▸ **STATED GOAL**
Can you rewrite the lines of the items below with "forearm" swapped for "lower arm" everywhere, keeping everything else the same and leaving out the pictures?

Image region outline items:
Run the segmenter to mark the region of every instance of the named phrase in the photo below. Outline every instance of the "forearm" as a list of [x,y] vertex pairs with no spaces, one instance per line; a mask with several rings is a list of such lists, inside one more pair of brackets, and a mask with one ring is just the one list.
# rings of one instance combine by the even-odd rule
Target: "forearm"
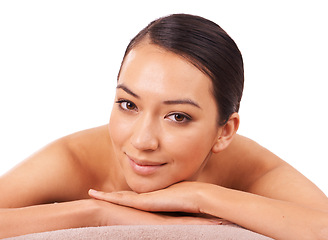
[[[328,214],[294,203],[206,185],[200,211],[232,221],[275,239],[321,239],[328,229]],[[326,235],[324,239],[327,239]]]
[[0,238],[97,225],[89,200],[0,210]]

▸ **TASK OUTPUT**
Run the segmenter to mark the region of every instance of the named phrase in the photo below. Outline every instance of the "lower arm" as a list of [x,y] vertex pairs with no spaces, one instance per line; a mask with several rings is a list of such lists, inside one more pair of brackets, and a mask with one ring is just the one list.
# rings of one instance combine by the even-odd rule
Target: "lower arm"
[[[328,214],[294,203],[206,185],[200,211],[232,221],[275,239],[321,239],[328,229]],[[326,235],[324,239],[327,239]]]
[[0,238],[97,225],[89,200],[0,210]]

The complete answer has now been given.